• **Tasks to complete**:
a: In the forum thread about the eBay engine listing, what amount did R.I.P.S NZ offer when proposing to trade for the motor?
b: Print the passage of the forum thread starting at the words "## tarmac terror" and ending after the words "(Jun 5, 2008)".
c: In the forum thread, which posters have a date in 2008 shown beside their name?

Start of Text block

# Bloodie Hell !!



## GT-R Glenn (Nov 9, 2002)

Look of astonishment .....

Nissan Skyline R35 GTR Engine on eBay (end time 08-Mar-11 18:21:36 GMT)


----------



## TAZZMAXX (Mar 9, 2010)

Glenn, are you astonished that someone is referring to it as a Skyline GTR engine?


----------



## Wade (Jul 31, 2008)

I would give the fka bad feed back for that... uke:


----------



## R32 Combat (Jan 29, 2004)

What up? The car would be a rear end write off?


----------



## tarmac terror (Jul 16, 2003)

Cant see what the problemis here....

Seems like a decent price. Lower than I would expect but then, hey....bargains ARE out there!!!

TT


----------



## Boosted (Jun 5, 2008)

Bearing issues?









:chuckle:


----------



## R.I.P.S NZ (May 7, 2004)

Whats wrong with that Glen, looks like a pretty fair price to me?

I offered to trade the motor for 6000 pounds against the RB30 I'm doing for that car  obviously he's trying to get more which is fair enough.


----------



## Jags (May 20, 2007)

Looks like an alright price to me


----------



## blue34 (Jul 28, 2005)

R.I.P.S NZ said:


> Whats wrong with that Glen, looks like a pretty fair price to me?
> 
> I offered to trade the motor for 6000 pounds against the RB30 I'm doing for that car but obviously he's trying to get more which is fair enough, saves shipping to me I spose.


Rob did I read that right? You are building an RB30 to it into an R35? I can only assume that's being done to make more power?

If it's it one of your 240z 1200bhp drag spec engines? 

Are we about to witness the world's most powerul R35..


----------



## Sub Boy (Jan 28, 2008)

blue34 said:


> Rob did I read that right? You are building an RB30 to it into an R35? I can only assume that's being done to make more power?
> 
> If it's it one of your 240z 1200bhp drag spec engines?
> 
> Are we about to witness the world's most powerul R35..


Pity the gearbox won't be able to handle the power!:nervous:


----------



## GT-R Glenn (Nov 9, 2002)

Sorry guys , I was astonished at even seeing a new GTR engine for sale full stop ......
Ive never really looked at ebay uk before, managed to waste a few hours surfing around / found the race cars for sale bit (insert thumbs up)
There is more than one for sale...

End of Text block
Start of Information supplied

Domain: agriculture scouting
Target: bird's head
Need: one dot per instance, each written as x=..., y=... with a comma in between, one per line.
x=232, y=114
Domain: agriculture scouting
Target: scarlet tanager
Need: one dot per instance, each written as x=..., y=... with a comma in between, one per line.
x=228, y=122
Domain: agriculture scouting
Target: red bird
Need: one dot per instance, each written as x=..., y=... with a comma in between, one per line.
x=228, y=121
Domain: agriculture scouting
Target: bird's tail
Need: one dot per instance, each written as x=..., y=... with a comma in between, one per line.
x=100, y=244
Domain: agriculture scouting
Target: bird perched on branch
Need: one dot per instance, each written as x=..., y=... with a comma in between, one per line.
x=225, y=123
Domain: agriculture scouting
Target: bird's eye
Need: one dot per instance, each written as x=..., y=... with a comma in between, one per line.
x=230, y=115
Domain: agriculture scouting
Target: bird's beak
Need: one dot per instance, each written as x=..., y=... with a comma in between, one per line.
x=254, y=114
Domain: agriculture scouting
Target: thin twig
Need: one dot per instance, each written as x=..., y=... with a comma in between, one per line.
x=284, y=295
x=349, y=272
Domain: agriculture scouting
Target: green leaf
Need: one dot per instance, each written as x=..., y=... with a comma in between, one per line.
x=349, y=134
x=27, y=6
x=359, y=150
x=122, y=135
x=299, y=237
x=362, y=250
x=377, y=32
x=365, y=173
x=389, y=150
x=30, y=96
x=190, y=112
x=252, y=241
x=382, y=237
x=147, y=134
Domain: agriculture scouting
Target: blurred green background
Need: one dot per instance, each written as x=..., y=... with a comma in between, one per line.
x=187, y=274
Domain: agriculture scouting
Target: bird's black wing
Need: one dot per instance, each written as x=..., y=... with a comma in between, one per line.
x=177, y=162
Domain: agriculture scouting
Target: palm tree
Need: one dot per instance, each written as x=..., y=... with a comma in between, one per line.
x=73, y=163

End of Information supplied
Start of Information supplied

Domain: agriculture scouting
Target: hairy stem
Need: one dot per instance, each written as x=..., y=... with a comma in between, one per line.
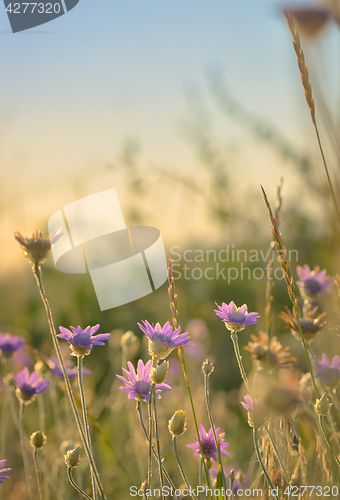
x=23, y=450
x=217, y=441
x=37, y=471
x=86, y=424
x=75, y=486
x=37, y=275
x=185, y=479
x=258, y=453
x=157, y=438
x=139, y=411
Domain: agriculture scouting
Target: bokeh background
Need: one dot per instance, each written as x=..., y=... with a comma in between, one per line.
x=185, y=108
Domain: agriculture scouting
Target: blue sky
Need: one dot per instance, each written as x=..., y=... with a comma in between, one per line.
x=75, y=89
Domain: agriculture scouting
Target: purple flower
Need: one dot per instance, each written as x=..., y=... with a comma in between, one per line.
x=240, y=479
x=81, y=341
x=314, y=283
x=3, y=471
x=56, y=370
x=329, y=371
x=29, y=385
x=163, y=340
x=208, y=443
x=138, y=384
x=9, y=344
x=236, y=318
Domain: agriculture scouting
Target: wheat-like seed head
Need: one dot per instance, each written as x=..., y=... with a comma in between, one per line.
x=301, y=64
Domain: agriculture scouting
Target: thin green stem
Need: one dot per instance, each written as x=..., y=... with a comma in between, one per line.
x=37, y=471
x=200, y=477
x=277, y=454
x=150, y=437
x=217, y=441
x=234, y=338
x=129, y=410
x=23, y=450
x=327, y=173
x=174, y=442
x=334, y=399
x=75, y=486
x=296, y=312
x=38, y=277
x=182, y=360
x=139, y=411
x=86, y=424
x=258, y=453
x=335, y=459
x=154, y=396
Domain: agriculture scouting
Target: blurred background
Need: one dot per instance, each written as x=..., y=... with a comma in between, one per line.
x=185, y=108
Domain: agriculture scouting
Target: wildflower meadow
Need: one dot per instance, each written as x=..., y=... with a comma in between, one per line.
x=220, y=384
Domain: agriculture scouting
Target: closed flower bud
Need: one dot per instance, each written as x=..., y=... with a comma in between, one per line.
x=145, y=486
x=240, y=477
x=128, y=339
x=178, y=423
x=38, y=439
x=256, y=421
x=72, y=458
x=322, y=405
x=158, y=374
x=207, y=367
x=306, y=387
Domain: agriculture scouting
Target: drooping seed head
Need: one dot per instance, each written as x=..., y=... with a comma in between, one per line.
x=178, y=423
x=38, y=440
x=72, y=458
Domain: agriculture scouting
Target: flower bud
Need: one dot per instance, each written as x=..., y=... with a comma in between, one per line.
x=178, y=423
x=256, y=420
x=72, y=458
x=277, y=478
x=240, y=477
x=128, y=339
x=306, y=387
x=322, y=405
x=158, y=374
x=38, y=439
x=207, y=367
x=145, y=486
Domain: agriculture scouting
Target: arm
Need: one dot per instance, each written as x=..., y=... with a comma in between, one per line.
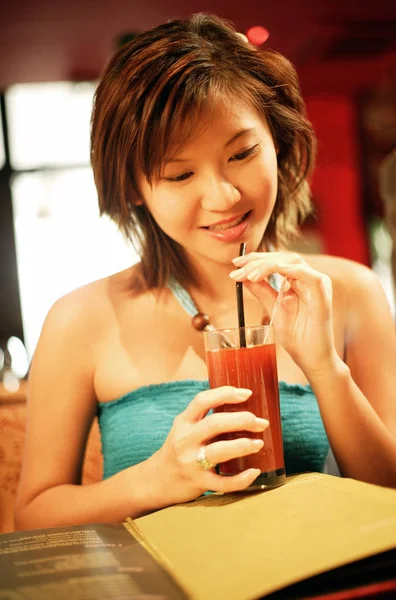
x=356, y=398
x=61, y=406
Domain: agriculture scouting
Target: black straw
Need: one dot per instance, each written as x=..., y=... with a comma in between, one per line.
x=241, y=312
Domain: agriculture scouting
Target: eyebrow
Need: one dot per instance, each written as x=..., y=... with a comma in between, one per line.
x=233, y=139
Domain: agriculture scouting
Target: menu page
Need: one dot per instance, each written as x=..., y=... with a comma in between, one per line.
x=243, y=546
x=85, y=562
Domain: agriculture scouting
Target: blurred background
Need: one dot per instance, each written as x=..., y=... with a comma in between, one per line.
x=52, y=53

End of Information supplied

• **Responses in order**:
a: 6000 pounds

b:
## tarmac terror (Jul 16, 2003)

Cant see what the problemis here....

Seems like a decent price. Lower than I would expect but then, hey....bargains ARE out there!!!

TT


----------



## Boosted (Jun 5, 2008)

c: Wade (Jul 31, 2008), Boosted (Jun 5, 2008), Sub Boy (Jan 28, 2008)